▶ SHORT EXERCISE: Transcribe, word for word, the line containing "Could you point to the wristwatch" and each line following it through the end of the listing below. Omit all other lines.

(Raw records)
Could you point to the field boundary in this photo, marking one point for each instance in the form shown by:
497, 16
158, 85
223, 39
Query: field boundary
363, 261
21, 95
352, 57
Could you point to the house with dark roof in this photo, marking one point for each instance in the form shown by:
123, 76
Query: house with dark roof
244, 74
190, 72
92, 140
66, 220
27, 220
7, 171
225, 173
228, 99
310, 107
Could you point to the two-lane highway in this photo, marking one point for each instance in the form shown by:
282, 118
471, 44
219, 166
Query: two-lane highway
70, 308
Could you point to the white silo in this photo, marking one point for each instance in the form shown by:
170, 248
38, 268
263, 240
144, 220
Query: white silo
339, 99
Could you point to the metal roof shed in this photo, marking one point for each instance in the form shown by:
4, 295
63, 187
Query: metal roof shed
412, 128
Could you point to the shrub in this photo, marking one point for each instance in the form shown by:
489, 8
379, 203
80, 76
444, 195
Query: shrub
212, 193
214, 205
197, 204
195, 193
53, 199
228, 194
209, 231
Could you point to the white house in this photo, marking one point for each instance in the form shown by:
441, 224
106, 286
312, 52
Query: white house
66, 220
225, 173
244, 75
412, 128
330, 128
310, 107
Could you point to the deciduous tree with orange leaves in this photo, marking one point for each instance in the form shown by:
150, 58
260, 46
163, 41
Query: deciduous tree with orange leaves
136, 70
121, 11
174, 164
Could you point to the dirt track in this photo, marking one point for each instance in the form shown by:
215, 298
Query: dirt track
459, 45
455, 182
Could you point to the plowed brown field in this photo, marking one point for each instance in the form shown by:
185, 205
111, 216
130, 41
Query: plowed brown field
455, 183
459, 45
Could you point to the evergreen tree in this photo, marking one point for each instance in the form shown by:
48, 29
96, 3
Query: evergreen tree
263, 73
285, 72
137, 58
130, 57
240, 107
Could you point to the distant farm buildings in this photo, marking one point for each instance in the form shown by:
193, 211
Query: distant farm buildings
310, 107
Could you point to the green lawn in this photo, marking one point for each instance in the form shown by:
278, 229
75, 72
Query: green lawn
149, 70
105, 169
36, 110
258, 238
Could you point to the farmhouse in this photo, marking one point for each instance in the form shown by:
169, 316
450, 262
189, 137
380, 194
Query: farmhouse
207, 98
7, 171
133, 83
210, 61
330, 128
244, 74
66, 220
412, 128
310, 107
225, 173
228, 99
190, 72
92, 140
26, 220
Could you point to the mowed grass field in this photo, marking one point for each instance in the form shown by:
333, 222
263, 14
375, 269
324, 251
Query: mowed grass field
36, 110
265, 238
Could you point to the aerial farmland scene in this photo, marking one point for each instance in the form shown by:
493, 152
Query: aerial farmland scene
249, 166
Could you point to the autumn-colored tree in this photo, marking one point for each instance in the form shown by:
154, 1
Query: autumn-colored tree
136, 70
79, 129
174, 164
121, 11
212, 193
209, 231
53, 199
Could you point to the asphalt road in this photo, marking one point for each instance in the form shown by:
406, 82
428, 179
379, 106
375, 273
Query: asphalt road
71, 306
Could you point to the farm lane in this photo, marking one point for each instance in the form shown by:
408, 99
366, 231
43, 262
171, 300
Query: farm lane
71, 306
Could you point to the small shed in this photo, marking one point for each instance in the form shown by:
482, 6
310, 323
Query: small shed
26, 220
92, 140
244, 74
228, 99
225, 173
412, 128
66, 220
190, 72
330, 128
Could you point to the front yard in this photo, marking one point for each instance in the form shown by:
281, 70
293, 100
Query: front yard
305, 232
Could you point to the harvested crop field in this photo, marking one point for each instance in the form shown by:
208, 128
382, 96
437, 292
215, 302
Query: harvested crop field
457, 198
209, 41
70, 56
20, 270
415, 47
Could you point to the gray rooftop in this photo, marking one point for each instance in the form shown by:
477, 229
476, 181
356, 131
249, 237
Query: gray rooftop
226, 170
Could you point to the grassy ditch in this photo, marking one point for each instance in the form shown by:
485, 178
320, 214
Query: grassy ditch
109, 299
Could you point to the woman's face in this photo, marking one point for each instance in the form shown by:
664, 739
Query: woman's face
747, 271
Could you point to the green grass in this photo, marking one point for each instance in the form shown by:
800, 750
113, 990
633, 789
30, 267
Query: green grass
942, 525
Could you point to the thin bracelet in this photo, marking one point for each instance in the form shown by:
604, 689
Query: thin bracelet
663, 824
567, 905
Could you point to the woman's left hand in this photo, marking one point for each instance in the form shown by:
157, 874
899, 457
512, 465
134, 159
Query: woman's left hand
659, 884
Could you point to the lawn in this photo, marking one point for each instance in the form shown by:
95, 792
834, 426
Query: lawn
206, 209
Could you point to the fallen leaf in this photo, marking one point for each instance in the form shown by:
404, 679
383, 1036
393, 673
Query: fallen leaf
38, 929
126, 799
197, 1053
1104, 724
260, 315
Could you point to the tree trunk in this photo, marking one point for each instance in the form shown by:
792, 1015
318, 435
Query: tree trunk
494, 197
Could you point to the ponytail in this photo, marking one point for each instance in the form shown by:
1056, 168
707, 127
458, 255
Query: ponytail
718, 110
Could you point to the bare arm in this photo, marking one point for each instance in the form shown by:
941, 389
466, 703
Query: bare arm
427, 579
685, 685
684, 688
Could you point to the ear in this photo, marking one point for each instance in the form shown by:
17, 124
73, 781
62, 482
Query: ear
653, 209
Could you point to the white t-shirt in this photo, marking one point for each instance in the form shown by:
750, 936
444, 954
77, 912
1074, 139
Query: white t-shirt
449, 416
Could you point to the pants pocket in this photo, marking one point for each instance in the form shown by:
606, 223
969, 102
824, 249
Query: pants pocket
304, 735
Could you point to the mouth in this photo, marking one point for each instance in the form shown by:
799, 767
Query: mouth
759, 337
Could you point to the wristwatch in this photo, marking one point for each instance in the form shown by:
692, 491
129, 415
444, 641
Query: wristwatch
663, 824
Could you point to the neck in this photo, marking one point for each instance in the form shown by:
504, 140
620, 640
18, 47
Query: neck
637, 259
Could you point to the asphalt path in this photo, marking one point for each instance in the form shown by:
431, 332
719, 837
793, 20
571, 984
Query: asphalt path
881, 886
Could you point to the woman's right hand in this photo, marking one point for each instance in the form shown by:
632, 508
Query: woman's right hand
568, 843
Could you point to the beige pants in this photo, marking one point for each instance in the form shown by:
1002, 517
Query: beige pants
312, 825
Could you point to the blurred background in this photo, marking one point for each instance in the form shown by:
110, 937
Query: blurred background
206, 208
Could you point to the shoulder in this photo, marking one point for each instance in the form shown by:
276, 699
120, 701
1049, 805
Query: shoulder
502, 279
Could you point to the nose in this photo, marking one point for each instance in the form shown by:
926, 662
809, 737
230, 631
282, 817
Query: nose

▶ FINAL RESULT:
Could you point to the wristwatch in this photo, marking one point for each instance in the form shown by:
692, 491
129, 415
444, 641
Query: wristwatch
663, 824
Could you point to the neck in this photo, marking one point for each instance in the form shown by:
504, 140
620, 640
18, 47
Query: neck
637, 259
Could you point to the asphalt path in this photo, marking one point for each instance in the form shown by:
431, 332
719, 837
793, 20
571, 984
Query: asphalt path
881, 886
Could you point to the woman's right hand in this photo, marking one point for each instance in the form shown by:
632, 508
Query: woman's right hand
568, 843
Could you point to the beige pants in this photo, marking one point for each instance in the form shown by:
1002, 517
Query: beige pants
312, 825
Could you point to the blurred background in this photo, marking one point for each instance in the form shown by:
110, 937
Query: blurred background
206, 208
Could you point to the shoulder in this photo, marking one point for each instance in the form shown by:
276, 699
120, 701
1049, 805
Query: shoulder
502, 279
Could you point to the nose in this photo, marking one point for each instance in the form shown by:
926, 662
809, 737
230, 631
282, 817
Query: nose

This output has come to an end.